Text passage:
────────────────

Brussels in mourning: What we know about the victims
THE identities of some of the victims of Tuesday's bomb attacks in Brussels have begun to emerge.
Two Belgians, a Peruvian woman, and an unidentified Moroccan woman were the first to be publicly confirmed dead.
A British man, David Dixon, and an American brother and sister are among the people known to be missing from the Belgian capital, one day after the blasts at Zaventem airport and Maelbeek metro station killed more than 30 and injured an estimated 250 people.
Adelma Tapia Ruiz
Peruana entre las víctimas de atentado en Bruselas, Adelma Marina Tapia Ruiz . pic.twitter.com/HQzh2AI1I9— peru post (@perupost_news) March 22, 2016
Ms Tapia, 37, was from Peru and had lived in Brussels for six years. She was at the airport with her husband, Christophe Delcambe, and their twin four-year-old daughters, Maureen and Alondra. They were checking in to fly to New York to visit Ms Ruiz's sisters when the blast struck.
The death of Ms Tapia was confirmed by the Peruvian Ministry for Foreign Affairs and her brother Fernando Tapia Coral has told Peruvian radio that she had planned to return to Peru later this year.
In a Facebook post, Mr Tapia called her death "incomprehensible" in a Facebook post. Her husband and children survived, but it has been reported that one of her daughters was injured by debris.
Mr Hecht was a young Belgian student working towards a qualification in law at Saint-Louis University in Brussels. The university confirmed in a Facebook post that he was one of the victims of the Maelbeek metro bombing.
Mr Delespesse, 36, was confirmed dead in the metro bombing by his employers Wallonie Bruxelles Federation, an organisation which represents French speakers in the region.
The family of Mr Dixon, a computer programmer from Nottingham, has not heard from him since he left for work yesterday morning. He is believed to have been on the metro at the time of the blast.

────────────────

Required tasks:
1/ Transcribe the part of the Brussels victims article that opens with the words containing "Mr Delespesse, 36, was" and closes with "in the region.".
2/ Answer these questions using the Brussels victims article:
(a) How old was Ms Tapia?
(b) At which university was Mr Hecht studying law?
(c) What was Mr Dixon's job?
3/ Write the next part of the Brussels victims article, continuing after its last sentence.
The lines after the Brussels victims article are separate material and not part of it.

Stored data

────────────────

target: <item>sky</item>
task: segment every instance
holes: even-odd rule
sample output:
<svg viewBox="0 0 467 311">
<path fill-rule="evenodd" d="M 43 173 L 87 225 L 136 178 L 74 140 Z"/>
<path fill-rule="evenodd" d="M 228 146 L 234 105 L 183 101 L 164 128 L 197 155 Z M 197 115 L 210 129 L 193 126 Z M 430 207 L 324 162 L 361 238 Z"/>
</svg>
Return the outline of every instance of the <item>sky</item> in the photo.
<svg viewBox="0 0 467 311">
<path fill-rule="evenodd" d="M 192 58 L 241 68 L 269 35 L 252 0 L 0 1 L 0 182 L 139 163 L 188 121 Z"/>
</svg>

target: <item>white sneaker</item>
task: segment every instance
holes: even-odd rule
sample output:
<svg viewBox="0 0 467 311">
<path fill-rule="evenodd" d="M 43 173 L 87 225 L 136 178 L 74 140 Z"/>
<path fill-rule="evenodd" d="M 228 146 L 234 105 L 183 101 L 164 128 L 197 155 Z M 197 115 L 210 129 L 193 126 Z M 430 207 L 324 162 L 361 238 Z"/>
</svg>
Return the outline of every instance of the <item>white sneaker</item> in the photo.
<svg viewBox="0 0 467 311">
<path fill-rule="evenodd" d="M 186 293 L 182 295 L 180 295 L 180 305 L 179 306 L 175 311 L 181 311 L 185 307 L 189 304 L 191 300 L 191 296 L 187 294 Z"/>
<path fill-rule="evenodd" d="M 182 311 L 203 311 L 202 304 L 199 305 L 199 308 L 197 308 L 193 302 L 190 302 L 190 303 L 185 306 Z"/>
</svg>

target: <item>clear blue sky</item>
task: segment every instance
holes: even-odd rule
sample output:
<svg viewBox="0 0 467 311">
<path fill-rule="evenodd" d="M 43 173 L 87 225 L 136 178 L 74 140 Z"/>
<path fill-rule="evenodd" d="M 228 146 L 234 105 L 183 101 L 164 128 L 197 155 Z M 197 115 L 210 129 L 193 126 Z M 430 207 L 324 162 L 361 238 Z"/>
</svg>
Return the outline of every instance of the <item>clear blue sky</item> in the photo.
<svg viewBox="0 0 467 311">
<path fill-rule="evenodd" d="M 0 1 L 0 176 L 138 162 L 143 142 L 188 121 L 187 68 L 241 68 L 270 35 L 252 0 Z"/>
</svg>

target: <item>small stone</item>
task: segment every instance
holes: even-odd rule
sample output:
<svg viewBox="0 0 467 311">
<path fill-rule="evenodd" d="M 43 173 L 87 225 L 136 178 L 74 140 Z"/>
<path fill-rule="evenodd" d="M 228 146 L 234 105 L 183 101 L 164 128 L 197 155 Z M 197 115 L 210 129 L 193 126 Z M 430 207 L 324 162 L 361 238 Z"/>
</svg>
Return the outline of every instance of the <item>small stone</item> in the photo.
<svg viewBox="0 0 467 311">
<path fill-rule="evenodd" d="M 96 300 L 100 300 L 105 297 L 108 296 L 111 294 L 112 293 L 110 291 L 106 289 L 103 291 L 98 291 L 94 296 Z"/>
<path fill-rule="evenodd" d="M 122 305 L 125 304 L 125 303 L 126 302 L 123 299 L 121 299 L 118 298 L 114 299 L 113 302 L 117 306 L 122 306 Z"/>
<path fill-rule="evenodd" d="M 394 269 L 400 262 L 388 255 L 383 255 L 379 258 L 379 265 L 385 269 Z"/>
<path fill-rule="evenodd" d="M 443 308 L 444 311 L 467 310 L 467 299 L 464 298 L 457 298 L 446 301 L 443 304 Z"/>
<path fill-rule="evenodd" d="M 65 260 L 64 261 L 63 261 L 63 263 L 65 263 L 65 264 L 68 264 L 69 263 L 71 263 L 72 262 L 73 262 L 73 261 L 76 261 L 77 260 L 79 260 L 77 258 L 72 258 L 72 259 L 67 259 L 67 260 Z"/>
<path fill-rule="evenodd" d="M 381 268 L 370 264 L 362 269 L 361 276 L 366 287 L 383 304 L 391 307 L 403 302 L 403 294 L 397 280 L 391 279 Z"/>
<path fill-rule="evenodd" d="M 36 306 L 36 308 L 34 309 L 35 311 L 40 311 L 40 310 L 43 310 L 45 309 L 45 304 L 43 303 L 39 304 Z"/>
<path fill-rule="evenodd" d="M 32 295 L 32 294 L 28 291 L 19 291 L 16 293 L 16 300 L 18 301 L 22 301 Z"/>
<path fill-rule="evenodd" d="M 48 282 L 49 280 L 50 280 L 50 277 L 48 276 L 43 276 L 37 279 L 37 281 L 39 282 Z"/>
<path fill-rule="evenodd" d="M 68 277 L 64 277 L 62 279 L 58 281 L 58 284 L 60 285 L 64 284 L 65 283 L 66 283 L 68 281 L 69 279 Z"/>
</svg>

────────────────

Responses to the exercise:
1/
Mr Delespesse, 36, was confirmed dead in the metro bombing by his employers Wallonie Bruxelles Federation, an organisation which represents French speakers in the region.

2/
(a) 37
(b) Saint-Louis University in Brussels
(c) He was a computer programmer.

3/
"It's just waiting, which is heartbreaking," the sister of Charlotte Sutcliffe, Mr Dixon's partner, told Radio 4's Today program. His friend Simon Harley-Jones told the BBC that Ms Sutcliffe had been driving around hospitals in the hope of finding him.
Ms Viktorsson, a 64-year-old Belgian woman, was at Zaventem to travel to Sweden, but is now missing. Her family put out an appeal on Facebook calling for any sightings of Ms Viktorsson, or information on which hospital she may have been taken to.
Ms Bastin, 29, a former employee of the European Chemical Industry Council, was on the metro at the time of the attacks. Her friends have launched an appeal on Facebook for news of her whereabouts.
Sascha and Alexander Pinczowski
A brother and sister from New York, who were at Zaventem to fly back to the US at the time of the blasts, are also missing. Sascha and Alexander Pinczowski were on the phone to their family when the phone went dead, according to Dutch media. Ms Pinczowski studied business and had previously completed an internship at the UN.
Mr Ganesan's brother has set up an appeal for information on the whereabouts of his sibling, who was on the metro at the time of the attacks. He wrote on Facebook that he had spoken to the Indian embassy, who were still searching for Mr Ganesan.
The Italian Foreign Ministry has said it is 'very likely' that Ms Rizzo, an Italian national, is one of the victims of the attack. The Embassy is in touch with the family for identification procedures. She worked for an EU agency and usually took the metro at the time of the bombings.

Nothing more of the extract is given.